### ACTION ITEM
Copy each line below in which the string "mesh" appears.

─── DATASET ENTRIES

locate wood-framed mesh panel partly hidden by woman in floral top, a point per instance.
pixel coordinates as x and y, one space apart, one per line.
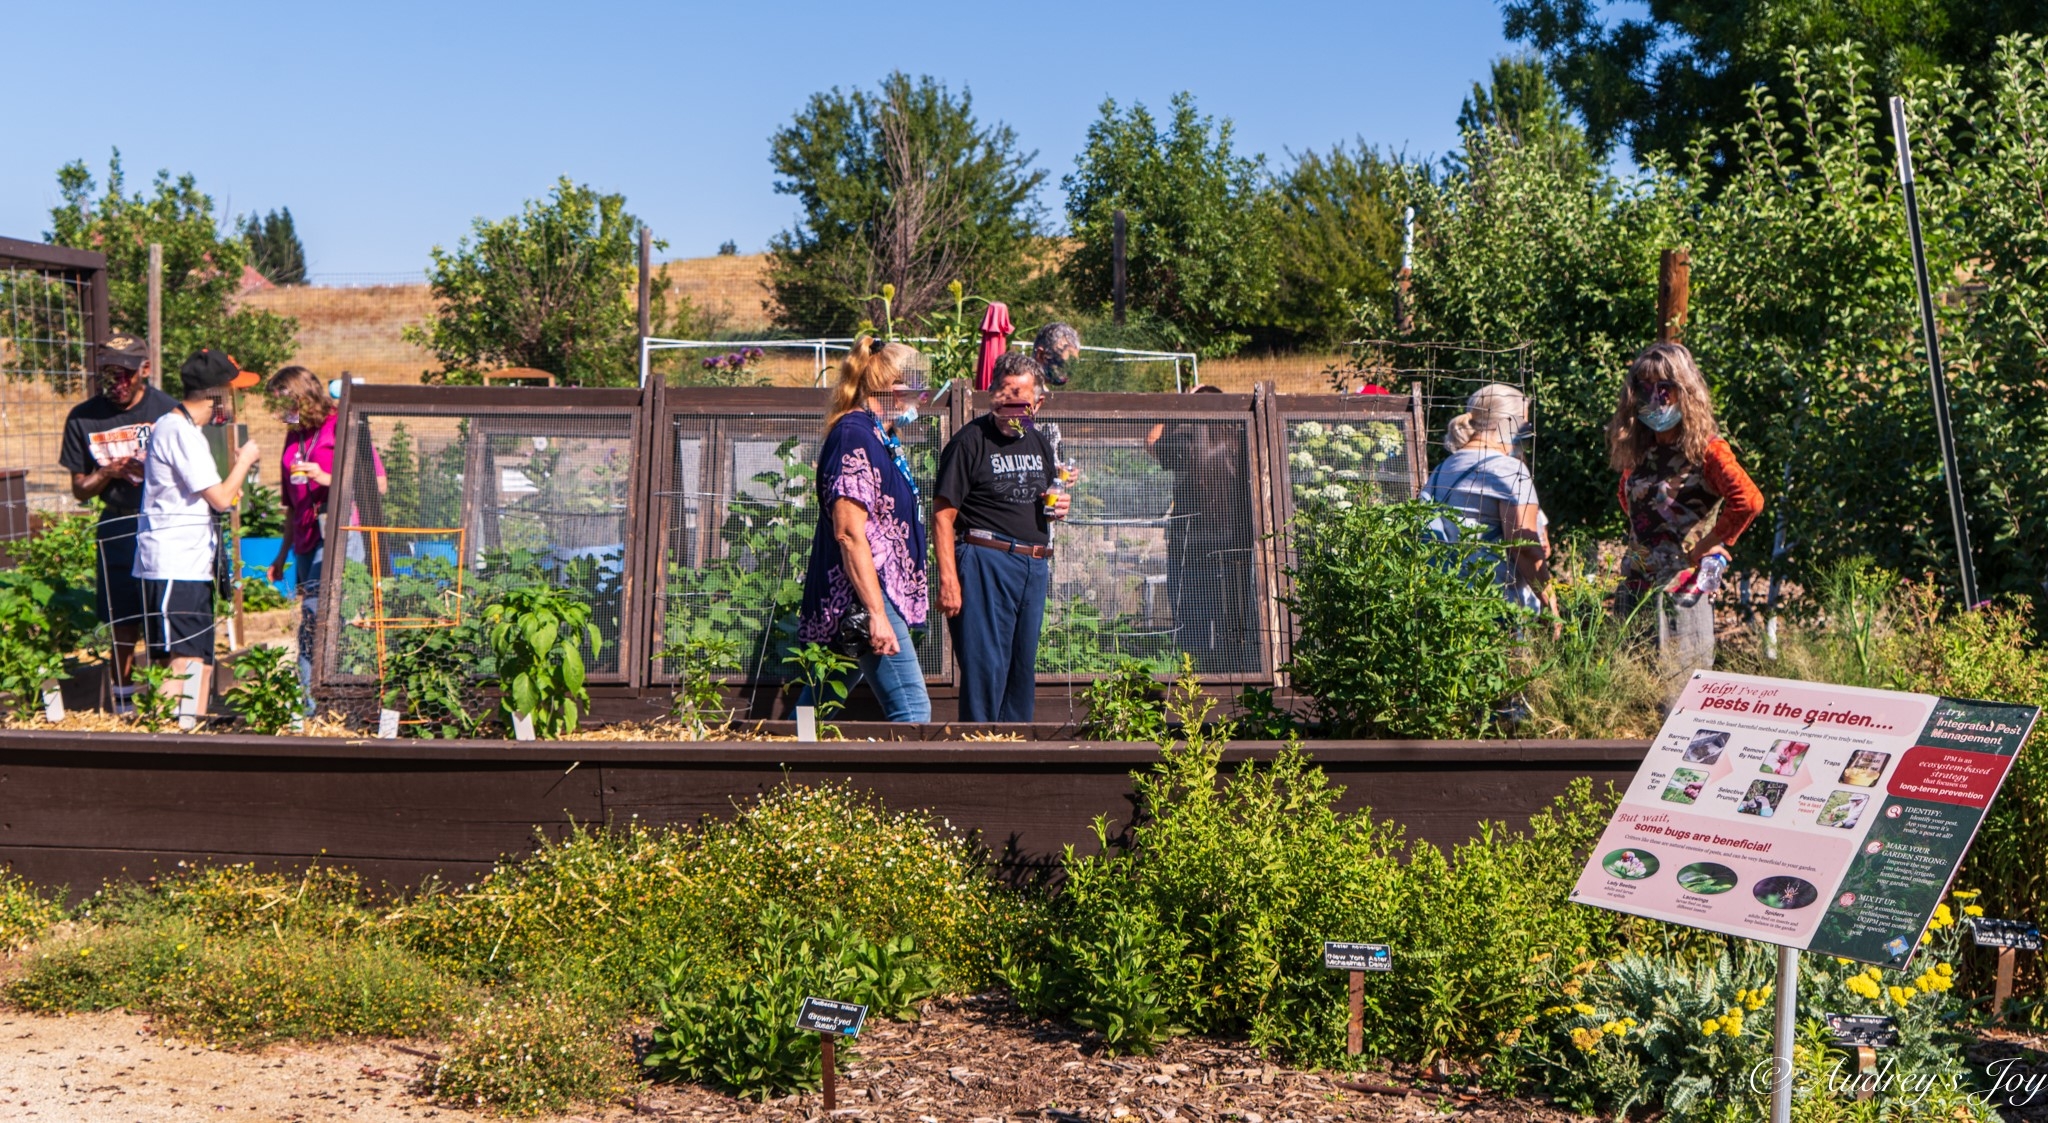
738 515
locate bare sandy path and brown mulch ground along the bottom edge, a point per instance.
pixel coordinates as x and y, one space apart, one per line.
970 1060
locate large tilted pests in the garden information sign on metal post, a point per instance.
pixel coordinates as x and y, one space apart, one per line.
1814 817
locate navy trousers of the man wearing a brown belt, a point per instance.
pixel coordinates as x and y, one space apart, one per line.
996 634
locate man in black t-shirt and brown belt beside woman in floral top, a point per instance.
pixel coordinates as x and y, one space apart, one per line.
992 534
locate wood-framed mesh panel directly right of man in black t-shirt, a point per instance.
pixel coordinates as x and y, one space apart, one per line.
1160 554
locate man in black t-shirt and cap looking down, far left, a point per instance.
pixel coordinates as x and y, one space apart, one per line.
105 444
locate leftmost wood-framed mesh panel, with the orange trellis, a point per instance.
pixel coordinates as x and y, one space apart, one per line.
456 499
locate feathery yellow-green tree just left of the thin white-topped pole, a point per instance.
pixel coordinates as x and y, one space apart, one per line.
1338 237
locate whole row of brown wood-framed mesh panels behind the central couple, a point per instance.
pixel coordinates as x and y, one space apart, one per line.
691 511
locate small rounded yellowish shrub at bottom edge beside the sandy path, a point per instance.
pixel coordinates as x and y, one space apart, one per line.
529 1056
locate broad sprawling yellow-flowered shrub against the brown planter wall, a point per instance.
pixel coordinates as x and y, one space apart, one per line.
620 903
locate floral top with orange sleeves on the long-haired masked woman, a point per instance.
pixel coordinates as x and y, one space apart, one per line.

──────

### SOLUTION TO THIS EXERCISE
locate wood-framed mesh panel partly hidden by woman in floral top, a point per instance.
locate wood-framed mesh panel directly right of man in black t-shirt, a point per instance.
locate leftmost wood-framed mesh panel, with the orange trellis, a point per instance.
locate whole row of brown wood-framed mesh panels behind the central couple, a point per instance.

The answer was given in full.